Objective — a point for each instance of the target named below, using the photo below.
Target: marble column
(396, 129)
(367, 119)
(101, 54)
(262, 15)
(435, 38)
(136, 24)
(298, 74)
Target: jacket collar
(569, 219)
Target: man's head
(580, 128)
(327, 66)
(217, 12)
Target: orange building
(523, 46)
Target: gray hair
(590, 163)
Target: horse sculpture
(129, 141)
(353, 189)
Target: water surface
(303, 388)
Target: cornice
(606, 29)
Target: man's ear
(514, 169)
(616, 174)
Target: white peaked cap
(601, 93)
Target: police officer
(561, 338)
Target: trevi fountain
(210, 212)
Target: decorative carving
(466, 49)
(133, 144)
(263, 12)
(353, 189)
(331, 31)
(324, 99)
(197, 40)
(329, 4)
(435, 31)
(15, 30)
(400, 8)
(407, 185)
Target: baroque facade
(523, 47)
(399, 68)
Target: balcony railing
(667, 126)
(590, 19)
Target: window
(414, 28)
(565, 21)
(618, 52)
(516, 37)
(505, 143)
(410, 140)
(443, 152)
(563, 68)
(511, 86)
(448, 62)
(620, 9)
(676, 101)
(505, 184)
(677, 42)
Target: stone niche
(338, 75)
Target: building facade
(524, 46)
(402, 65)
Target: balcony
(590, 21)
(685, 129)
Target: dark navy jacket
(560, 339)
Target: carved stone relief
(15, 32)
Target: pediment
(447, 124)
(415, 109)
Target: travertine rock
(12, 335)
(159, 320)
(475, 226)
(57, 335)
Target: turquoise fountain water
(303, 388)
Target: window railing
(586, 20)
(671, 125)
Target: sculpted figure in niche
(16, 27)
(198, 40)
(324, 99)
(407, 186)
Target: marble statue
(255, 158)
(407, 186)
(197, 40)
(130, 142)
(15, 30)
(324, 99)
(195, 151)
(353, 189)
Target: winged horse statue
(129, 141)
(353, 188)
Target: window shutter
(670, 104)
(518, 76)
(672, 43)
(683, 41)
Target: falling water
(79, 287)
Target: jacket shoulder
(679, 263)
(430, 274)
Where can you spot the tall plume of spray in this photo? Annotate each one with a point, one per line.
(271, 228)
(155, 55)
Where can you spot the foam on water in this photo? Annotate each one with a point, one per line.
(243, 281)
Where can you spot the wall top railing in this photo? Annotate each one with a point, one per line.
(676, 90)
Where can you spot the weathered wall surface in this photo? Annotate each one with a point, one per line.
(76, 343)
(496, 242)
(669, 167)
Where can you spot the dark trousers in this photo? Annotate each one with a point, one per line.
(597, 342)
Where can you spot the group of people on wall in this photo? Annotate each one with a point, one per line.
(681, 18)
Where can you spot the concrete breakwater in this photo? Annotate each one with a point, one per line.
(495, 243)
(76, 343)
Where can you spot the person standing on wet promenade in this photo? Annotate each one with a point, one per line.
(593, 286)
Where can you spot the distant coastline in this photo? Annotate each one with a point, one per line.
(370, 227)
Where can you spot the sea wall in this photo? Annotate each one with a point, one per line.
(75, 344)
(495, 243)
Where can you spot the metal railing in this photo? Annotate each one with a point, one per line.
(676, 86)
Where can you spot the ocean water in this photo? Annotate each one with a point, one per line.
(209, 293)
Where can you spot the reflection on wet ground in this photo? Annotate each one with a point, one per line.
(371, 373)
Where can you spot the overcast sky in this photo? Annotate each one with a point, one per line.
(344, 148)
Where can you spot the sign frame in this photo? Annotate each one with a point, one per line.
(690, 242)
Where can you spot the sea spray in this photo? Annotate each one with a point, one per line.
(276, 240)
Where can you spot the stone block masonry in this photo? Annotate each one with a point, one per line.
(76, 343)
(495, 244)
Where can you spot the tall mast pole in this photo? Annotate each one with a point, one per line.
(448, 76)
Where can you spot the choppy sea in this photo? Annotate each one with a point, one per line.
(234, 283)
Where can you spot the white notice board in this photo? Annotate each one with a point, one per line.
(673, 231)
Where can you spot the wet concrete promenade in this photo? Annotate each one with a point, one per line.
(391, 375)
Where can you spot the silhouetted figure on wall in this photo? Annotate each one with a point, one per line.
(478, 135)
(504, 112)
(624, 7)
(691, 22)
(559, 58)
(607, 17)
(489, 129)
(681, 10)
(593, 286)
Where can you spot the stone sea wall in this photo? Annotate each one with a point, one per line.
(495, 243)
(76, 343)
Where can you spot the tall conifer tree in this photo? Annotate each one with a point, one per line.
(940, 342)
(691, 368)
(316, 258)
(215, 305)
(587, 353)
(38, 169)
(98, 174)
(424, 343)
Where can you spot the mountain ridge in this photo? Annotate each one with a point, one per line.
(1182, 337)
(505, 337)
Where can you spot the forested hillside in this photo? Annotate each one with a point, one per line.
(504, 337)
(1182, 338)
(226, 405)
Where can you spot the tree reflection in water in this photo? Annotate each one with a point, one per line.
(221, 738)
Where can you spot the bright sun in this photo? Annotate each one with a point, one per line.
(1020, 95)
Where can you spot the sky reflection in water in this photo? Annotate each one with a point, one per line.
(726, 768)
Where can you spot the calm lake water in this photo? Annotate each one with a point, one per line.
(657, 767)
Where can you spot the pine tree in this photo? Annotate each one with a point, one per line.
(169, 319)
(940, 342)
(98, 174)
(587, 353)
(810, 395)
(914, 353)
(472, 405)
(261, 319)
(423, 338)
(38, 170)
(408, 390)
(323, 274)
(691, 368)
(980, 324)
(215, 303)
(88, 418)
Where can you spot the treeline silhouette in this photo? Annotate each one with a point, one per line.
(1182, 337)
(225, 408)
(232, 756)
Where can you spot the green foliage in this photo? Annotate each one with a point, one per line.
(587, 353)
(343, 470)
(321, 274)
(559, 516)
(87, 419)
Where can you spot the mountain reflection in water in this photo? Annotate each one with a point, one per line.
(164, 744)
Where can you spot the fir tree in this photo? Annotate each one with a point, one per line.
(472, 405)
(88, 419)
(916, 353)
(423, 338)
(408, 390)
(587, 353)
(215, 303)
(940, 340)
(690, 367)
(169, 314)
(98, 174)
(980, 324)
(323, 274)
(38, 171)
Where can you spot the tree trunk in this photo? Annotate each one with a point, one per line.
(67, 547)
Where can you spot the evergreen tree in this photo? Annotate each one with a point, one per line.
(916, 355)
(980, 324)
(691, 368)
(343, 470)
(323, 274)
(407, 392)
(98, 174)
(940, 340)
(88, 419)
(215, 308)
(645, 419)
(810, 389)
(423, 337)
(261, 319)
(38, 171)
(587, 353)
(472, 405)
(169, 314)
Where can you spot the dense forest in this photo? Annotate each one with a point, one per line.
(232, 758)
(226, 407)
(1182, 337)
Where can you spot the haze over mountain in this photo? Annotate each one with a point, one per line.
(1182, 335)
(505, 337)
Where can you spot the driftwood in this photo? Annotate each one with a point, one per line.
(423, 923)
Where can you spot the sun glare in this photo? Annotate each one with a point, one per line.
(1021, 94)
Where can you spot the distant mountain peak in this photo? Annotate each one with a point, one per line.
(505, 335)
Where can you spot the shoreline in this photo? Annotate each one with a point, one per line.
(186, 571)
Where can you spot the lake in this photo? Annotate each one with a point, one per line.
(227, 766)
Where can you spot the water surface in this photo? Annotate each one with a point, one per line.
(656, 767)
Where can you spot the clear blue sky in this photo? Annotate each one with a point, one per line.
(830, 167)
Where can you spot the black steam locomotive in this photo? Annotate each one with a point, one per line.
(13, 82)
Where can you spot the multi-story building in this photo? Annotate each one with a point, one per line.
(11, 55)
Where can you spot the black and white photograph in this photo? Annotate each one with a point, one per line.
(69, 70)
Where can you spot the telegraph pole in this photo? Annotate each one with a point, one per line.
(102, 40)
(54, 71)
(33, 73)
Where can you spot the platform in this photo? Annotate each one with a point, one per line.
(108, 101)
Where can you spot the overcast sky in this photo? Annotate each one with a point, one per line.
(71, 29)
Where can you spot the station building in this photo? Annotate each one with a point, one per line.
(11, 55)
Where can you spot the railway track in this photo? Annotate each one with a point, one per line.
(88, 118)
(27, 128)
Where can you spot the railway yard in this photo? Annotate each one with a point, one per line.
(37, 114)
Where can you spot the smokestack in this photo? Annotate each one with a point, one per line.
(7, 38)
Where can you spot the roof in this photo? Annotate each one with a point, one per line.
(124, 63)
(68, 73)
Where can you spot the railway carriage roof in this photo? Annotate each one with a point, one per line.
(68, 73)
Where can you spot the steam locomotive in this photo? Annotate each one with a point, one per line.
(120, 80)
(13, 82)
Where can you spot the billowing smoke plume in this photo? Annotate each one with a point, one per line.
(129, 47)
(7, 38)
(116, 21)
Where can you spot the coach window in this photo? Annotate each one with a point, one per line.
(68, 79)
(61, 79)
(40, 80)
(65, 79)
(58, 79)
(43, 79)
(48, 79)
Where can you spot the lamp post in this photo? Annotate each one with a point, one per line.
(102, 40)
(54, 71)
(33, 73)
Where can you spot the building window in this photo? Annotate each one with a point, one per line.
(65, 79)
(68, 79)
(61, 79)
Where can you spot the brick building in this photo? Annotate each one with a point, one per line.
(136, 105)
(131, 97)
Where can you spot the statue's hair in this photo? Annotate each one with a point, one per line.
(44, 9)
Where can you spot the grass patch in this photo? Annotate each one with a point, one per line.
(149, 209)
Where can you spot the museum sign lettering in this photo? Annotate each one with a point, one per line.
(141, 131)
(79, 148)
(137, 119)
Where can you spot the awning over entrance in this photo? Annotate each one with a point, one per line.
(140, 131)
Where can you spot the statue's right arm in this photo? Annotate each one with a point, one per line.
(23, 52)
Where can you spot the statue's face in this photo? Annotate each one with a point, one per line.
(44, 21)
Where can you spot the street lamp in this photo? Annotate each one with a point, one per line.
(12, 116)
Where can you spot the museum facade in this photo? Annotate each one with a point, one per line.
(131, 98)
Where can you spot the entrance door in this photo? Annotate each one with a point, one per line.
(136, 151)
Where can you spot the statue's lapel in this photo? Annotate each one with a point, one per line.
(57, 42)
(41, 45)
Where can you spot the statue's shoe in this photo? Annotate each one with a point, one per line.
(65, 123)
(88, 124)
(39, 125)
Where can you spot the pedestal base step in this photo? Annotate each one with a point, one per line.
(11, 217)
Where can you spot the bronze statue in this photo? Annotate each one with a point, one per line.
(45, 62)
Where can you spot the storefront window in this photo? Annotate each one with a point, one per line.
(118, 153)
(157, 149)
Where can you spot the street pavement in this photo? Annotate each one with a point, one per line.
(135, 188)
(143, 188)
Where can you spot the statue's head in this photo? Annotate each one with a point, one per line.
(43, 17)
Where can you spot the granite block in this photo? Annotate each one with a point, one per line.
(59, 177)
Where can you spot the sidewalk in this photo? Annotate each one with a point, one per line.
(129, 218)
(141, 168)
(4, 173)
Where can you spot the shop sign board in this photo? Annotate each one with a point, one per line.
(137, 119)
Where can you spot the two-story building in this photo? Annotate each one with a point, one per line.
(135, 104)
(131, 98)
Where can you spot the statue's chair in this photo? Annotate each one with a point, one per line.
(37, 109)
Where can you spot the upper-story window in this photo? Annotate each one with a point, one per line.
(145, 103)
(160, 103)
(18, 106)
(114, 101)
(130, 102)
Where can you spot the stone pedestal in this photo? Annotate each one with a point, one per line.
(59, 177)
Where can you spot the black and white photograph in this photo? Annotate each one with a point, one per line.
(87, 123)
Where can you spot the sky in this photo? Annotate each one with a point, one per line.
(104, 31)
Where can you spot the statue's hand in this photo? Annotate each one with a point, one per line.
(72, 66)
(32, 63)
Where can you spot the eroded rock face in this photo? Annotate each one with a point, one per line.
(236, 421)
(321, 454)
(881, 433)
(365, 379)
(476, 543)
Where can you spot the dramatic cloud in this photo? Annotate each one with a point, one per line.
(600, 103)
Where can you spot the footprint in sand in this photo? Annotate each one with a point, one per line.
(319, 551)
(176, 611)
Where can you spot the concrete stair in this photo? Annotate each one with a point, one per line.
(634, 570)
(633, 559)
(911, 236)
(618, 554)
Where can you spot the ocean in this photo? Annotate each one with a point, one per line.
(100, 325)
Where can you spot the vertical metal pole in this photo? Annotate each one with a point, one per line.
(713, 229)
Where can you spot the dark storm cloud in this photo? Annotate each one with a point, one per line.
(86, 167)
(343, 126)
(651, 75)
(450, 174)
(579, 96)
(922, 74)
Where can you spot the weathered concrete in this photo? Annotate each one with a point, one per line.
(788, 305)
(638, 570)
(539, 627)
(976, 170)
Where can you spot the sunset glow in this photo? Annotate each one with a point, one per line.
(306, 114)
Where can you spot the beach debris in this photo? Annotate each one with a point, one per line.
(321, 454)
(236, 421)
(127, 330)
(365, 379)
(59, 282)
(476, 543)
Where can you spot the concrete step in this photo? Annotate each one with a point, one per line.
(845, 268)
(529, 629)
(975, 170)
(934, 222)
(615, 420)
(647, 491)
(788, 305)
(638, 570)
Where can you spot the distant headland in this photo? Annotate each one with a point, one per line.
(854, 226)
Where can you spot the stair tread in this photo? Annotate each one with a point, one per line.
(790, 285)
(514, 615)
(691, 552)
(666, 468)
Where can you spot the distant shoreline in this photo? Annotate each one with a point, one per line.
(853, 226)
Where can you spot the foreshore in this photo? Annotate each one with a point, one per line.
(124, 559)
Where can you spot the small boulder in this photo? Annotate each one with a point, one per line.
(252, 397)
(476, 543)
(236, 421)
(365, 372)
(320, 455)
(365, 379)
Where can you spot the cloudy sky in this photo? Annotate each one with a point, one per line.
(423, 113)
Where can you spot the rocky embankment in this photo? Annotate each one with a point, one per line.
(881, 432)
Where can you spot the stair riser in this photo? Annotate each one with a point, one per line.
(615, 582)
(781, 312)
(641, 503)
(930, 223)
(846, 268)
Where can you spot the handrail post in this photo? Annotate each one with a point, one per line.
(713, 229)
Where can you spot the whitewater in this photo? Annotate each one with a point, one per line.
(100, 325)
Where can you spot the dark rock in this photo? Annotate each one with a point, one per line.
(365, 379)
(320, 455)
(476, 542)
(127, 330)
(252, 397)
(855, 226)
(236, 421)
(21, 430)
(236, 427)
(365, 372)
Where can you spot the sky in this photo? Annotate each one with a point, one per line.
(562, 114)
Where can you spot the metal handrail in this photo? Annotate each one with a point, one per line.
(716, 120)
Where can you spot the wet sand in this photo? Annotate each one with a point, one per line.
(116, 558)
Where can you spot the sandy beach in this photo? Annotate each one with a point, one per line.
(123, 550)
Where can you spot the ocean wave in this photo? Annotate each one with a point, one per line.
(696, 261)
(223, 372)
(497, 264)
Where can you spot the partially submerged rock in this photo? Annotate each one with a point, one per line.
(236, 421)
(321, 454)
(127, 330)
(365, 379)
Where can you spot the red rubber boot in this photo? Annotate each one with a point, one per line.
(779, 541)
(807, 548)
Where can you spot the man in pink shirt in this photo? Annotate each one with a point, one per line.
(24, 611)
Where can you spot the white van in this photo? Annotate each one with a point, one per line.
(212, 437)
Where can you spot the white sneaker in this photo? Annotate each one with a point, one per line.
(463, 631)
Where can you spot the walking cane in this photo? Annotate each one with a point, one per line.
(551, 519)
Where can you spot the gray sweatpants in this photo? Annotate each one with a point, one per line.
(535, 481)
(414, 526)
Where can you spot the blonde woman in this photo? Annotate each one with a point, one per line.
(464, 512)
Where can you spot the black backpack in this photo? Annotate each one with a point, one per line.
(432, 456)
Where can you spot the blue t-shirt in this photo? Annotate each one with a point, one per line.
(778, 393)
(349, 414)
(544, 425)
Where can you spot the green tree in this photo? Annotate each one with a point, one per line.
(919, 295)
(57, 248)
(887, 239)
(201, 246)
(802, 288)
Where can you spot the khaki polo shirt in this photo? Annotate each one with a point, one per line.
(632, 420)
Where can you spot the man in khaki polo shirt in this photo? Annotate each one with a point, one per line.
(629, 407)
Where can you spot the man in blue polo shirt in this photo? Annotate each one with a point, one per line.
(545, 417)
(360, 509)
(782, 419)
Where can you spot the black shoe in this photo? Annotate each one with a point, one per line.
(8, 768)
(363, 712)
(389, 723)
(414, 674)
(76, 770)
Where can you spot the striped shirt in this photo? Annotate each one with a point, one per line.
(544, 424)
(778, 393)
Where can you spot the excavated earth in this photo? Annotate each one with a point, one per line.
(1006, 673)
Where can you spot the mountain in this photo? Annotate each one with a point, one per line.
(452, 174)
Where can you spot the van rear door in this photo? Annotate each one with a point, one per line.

§ REQUIREMENT: Return, word for word, each line from the line that contains "Where can you spot the man in pink" to the end of the listing above; include both end lines and nothing else.

§ EXPECTED OUTPUT:
Where can you spot the man in pink shirt in this photo? Annotate each one with a point, one per line.
(24, 611)
Where can you spot the white van in this photo? Annotate each one with a point, one per line.
(212, 437)
Where can you spot the white sneaker in this photo? Annotate each one with a point, one per line.
(463, 631)
Where can you spot the walking cane in this photo? Annotate each one with a point, one per line.
(551, 519)
Where can you spot the gray sweatpants in this photo? Annotate each one with a point, one per line.
(535, 481)
(414, 526)
Where can you spot the blonde woman in this photo? Annotate each one with a point, one per line.
(464, 512)
Where can you spot the black backpack in this photo? Annotate each one with a point, one per line.
(432, 456)
Where can you spot the blue t-shirt in this photo? Annotate each one with a point, one per line.
(778, 393)
(349, 414)
(544, 425)
Where can you spot the green tree in this photo? Annotate each one with a point, one per line.
(919, 295)
(57, 248)
(887, 239)
(201, 246)
(802, 288)
Where can you spot the khaki polo shirt in this photo? Annotate each one with a point, one per line.
(632, 420)
Where can you spot the man in khaki polo shirt in this photo? Annotate each one with a point, one per line.
(629, 407)
Where can you spot the man in blue polo shirt in this photo? Annotate each one with a point, one per line.
(545, 417)
(360, 509)
(782, 419)
Where can you spot the black shoe in this photo? Annotate each one with a point, one per line.
(8, 768)
(363, 712)
(389, 723)
(414, 674)
(76, 770)
Where can you spot the striped shirt in this photo? Annotate each one with a point, one per line.
(544, 424)
(778, 393)
Where can you spot the excavated earth in this photo? Annotate each one with a point, one per line.
(1006, 673)
Where can you spot the mountain in this photo? Annotate each one with a point, one per line.
(452, 174)
Where can you spot the van rear door in this photo? Annotate each one with a point, one per line.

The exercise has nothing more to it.